WHAT IS ASKED:
Copy every line of the entries below character for character, leaving out the pictures.

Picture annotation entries
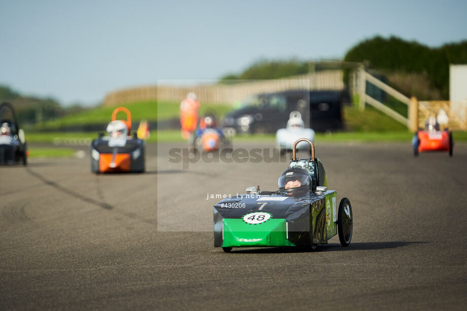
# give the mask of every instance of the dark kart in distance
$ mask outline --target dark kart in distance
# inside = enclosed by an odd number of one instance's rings
[[[9,110],[12,118],[4,116],[3,112]],[[9,103],[0,104],[0,164],[27,164],[29,152],[24,132],[19,128],[16,114]]]
[[[126,120],[117,120],[119,112],[126,114]],[[112,113],[107,126],[108,136],[99,134],[91,143],[91,171],[99,173],[142,173],[145,171],[145,142],[131,136],[131,115],[124,107]]]
[[[310,159],[296,159],[296,146],[302,141],[310,144]],[[324,168],[315,158],[311,141],[295,141],[290,166],[280,177],[279,185],[279,190],[273,191],[249,187],[246,193],[215,205],[214,247],[227,252],[234,247],[315,249],[337,234],[343,246],[349,245],[353,222],[350,202],[344,198],[337,205],[336,191],[327,189]]]

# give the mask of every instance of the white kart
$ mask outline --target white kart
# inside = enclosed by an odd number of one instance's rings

OUTPUT OF THE TASK:
# give the mask of every instance of the dark kart in distance
$ mask outline --target dark kart in distance
# inside = enclosed by an odd number of one instance's rings
[[[9,110],[12,118],[4,116],[3,112]],[[9,103],[0,104],[0,164],[27,164],[29,152],[24,132],[19,128],[16,114]]]
[[[126,120],[117,120],[119,112],[126,114]],[[112,113],[107,126],[108,136],[99,134],[91,143],[91,171],[99,173],[142,173],[145,171],[145,142],[131,136],[131,115],[124,107]]]
[[[310,159],[296,159],[296,146],[302,141],[310,144]],[[324,168],[315,158],[311,141],[295,141],[290,166],[280,177],[279,185],[279,190],[273,191],[249,187],[246,193],[215,205],[214,247],[227,252],[234,247],[315,249],[337,234],[343,246],[349,245],[353,222],[350,202],[344,198],[337,205],[336,191],[327,189]]]

# give the mask of every instance of the white kart
$ mask outline --target white kart
# inside = enclosed by an odd number of one instance's rings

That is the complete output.